------ TEXT

I'm not sure where the truth behind it all lies... but I can't help but wonder.

Monday, September 17, 2007

It's About Time...

I admit I have been somewhat late in producing this post. Welcome to real life; time is no longer my own. School may be the death of me yet. I am having a blast, but at the same time, it's no easy ride. But that's how it is supposed to be, I guess. If it was too easy, I would be bored. I have always said that I work well under pressure, and everyone seems to be testing this theory. But I shall prevail! I have to. Failure is simply not an option.

I am waiting, with bated breath, to see my article published in the school paper. Well, mine and Meagan's. Our editors had a slightly brainless moment and assigned Meagan and me the same story. But I truly believe that seeing my name printed in the paper will be the motivation I need to continue.

Tonight I think I will be lazy. After I work on my article, take my photos, do my readings for tomorrow, finish my homework and clean my room, that is. As I was saying, welcome to real life.

Wednesday, July 11, 2007

Last 1/2 Hour of Being 19...

So my 20th birthday is in 20 minutes. Hurray. I can finally leave the 'teenager' stage! And for the only time (for the next 10 years) I will have caught up with my siblings. This year, we will all be in our 20's! It will last until next May when my brother turns 30 and I have to wait again.

------------
------ INPUT RECORDS

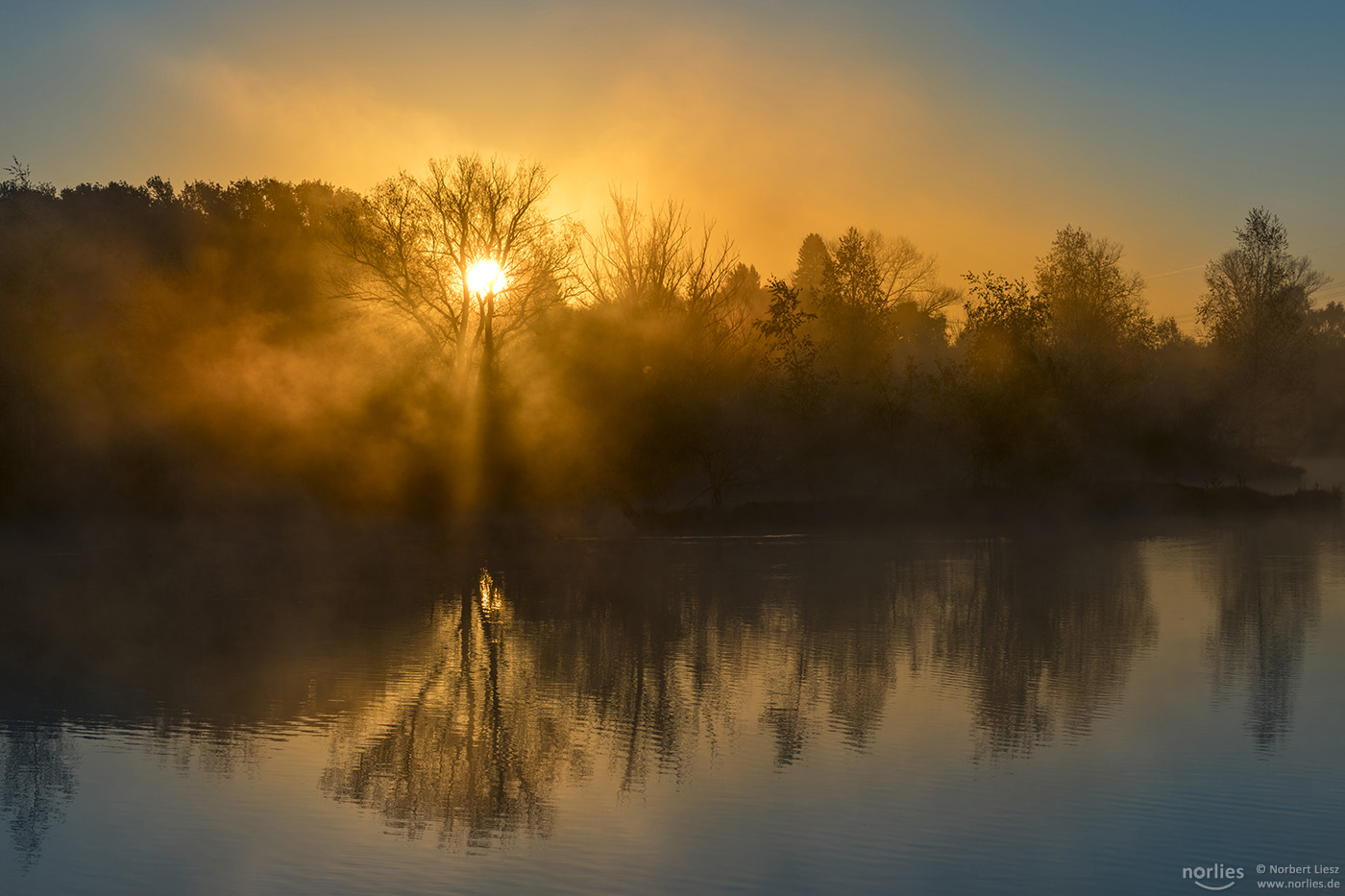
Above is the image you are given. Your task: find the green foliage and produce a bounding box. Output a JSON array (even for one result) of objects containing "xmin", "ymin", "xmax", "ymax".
[
  {"xmin": 1196, "ymin": 208, "xmax": 1329, "ymax": 459},
  {"xmin": 0, "ymin": 164, "xmax": 1345, "ymax": 517}
]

------------

» **JOBS**:
1. Find every line in the entries that contains the string "ymax", and copy each of those lines.
2. Please proceed with the blog text about school and a 20th birthday, starting right after its last sentence.

» **RESPONSES PER TASK**:
1.
Above is the image you are given. Your task: find the green foliage and produce a bounding box. Output a JSON array (even for one result) of objects containing "xmin", "ymin", "xmax", "ymax".
  {"xmin": 1196, "ymin": 208, "xmax": 1329, "ymax": 459},
  {"xmin": 0, "ymin": 164, "xmax": 1345, "ymax": 517}

2.
I love my friends. The girls at work serenaded me and presented me with a really cute flower-decorated birthday hat. Amanda is taking me out tomorrow for breakfast and kayaking...and Laura is (hopefully) going out for Martinis with me tomorrow night!! And I just chatted with my Renee for a couple hours. It's amazing. We can laugh, cry, argue, joke, make sexual innuendos, and all-in-all strengthen our friendship every time we talk. It all occurs in one conversation! There is no one like her. Except maybe me. I'm a lot like her.

I am in love with Idina Menzel's music. She played Maureen in Rent, who just so happened to be my favourite character in the movie. She has two albums out that no one really knows about. I did some research, found her songs, and now I am in love. I got Renee listening to her as well. I'm trying to find her CDs somewhere because I want to support the artist rather than download her stuff for free. I recommend the songs "Here" (a more pop-ier song) or "If I Told You" (a slow but really pretty song) Download it. Learn to love it. And the major bonus: I can sing along!! It's hard to find songs that are high enough for me to really sing with.

I really need to get up the courage to take some singing lessons or something. Most people have heard me sing....but no one has ever heard me really SING. Singing is my air supply, my cigarette, my addiction. I need it. I dread going back to rez where I can't SING whenever I feel like it. Damn those thin walls.

Well...Happy Birthday to me in 10 minutes...

Monday, July 9, 2007

Tennis Match

Sadly, I have discovered that I will never make it to Wimbleton.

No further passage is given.